[BEGIN Excerpt to read]

About The Production
When writer-director Dan Rush read Raymond Carver's short story, "Why Don't You Dance?,” he realized that he had found the source material he was looking for for his first feature. He explains, "I thought I needed to write something with a great role for an actor. Here was the tale of a man whose marriage falls apart and who finds his belongings dumped out in his yard. He then rearranges the furniture on his front lawn so that he can watch television and listen to his record player. In ‘Why Don't You Dance,' you have a situation where everything is stripped away and you have no belongings, no friends, and in this case you have a problem as well, an alcohol problem, what do you do? And to me, I think that that's the definition of character.”

Beginning with the simple three-person story, he introduced new characters to populate the film, including Kenny (played by Christopher Jordan Wallace), an awkward young kid who helps Nick conduct his yard sale and Samantha (played by Golden Globe nominated actress Rebecca Hall), the neighbor who helps him to realize that not everything is lost. From the depths of despair, Nick is able to find hope. As producer Marty Bowen puts it: "he starts to consider reassembling the pieces to his life, and gets to know the neighbors in his neighborhood, this very bucolic neighborhood, who he's never really known before as human beings.”

[END Excerpt to read]
[BEGIN Data lines]

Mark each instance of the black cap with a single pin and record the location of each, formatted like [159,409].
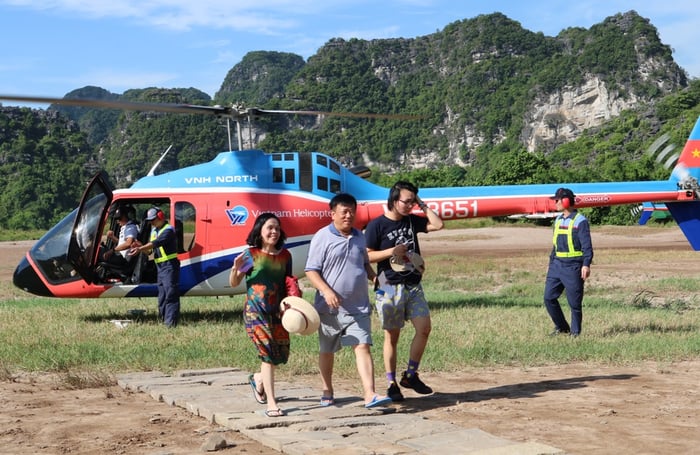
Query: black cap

[END Data lines]

**What you need to do:**
Can you continue the production notes about Dan Rush's film adaptation of the Raymond Carver story, picking up after their final sentence?

**Response to the exercise:**
The script eventually became what Rush had intended: a real story with deeply human characters: " whether the scenes play funny or whether they play sad or whether they play funny and sad at the same time, it's based upon the moment.”

With they saw the finished script, producers Marty Bowen and Wyck Godfrey knew that the film was one that needed to be made. "When I first read it, I knew immediately that this was the type of movie that Temple Hill would want to do because it goes straight to the heart of the human condition and it does it with a bit of a smile on its face,” says Bowen. It had also struck a chord with Bowen's producing partner, Wyck Godfrey: "It's an adult story, it's ultimately about a guy who has to look at his life and say: "everything that I've done until now may be totally falling apart, what am I going to do from here?” I think we live in a time where that's happening to a lot of people, people lose their jobs all the time, people get divorced all the time and I think that's something that a lot of people can relate to.” Says Bowen: "I was driving back into the office that morning excited to tell Wyck that I had found a script that I thought we should do and it just so happens that Wyck was making the exact same phone call to me.”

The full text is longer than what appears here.